EXERCISE
Nothing other than the lines from the one containing "of the reflective" through the last line of the data below should be output, each reproduced exactly.

Stored data entries
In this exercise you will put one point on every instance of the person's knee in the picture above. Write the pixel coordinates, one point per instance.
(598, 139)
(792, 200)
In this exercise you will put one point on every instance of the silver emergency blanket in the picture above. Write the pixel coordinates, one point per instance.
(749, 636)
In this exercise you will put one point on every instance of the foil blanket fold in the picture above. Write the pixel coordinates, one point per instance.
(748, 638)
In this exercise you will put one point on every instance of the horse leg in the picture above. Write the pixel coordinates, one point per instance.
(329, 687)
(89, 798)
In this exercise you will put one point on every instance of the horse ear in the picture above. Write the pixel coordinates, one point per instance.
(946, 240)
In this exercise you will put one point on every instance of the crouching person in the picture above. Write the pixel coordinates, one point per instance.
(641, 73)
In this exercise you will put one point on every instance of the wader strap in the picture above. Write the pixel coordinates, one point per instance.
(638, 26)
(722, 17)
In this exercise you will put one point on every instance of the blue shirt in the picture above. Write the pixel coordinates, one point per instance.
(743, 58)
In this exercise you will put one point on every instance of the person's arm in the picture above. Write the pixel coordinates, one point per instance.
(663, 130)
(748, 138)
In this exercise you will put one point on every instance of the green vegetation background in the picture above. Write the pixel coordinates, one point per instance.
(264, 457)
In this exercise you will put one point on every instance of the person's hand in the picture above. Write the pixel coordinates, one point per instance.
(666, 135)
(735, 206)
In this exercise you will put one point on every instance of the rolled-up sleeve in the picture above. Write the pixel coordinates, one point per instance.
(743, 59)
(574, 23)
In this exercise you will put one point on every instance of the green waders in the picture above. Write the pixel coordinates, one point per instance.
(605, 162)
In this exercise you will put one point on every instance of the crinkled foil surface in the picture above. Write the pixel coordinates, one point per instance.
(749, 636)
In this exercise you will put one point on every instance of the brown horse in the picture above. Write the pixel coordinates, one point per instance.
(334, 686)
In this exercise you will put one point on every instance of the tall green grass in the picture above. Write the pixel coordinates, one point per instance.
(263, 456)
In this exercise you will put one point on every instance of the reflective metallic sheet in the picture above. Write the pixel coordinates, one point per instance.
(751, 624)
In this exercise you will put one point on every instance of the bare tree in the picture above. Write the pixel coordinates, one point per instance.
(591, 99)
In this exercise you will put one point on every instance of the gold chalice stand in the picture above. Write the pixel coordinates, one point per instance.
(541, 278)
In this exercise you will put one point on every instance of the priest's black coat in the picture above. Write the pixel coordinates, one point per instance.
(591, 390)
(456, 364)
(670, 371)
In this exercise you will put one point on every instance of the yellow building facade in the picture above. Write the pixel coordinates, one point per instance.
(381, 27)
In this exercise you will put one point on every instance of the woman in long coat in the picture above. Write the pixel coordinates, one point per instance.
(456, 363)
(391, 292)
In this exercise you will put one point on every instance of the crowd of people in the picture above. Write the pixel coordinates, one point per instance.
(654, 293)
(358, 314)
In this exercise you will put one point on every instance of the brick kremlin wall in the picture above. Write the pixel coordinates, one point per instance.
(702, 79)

COMPLETED EXERCISE
In this exercise you will put one point on every instance of the reflective metallic sheet in the picture above. Write the pixel coordinates, one point per instance.
(751, 624)
In this exercise you will put one point on every instance of the bare tree in the picture above. Write the pixel coordinates, one point per instance.
(591, 99)
In this exercise you will put one point on every instance of the gold chalice stand in the picture above. Write the pixel coordinates, one point per instance.
(541, 278)
In this exercise you will put one point on every instance of the priest's black coat in the picture above. Write the pixel coordinates, one point per instance.
(591, 390)
(456, 364)
(670, 371)
In this exercise you will put one point on every instance of the yellow building facade in the picture above. Write the pixel coordinates, one point per instance.
(381, 27)
In this exercise you will put one point on every instance of the woman in long coat in the picture above. Write the pixel coordinates, one point per instance.
(456, 363)
(391, 292)
In this exercise you will put one point on every instance of the crowd of people in the picture above. Write the pixel coordinates, one point per instance.
(654, 293)
(358, 314)
In this exercise you will put one point on every instance of the brick kremlin wall in the picture above. Write the pixel coordinates, one point per instance.
(702, 79)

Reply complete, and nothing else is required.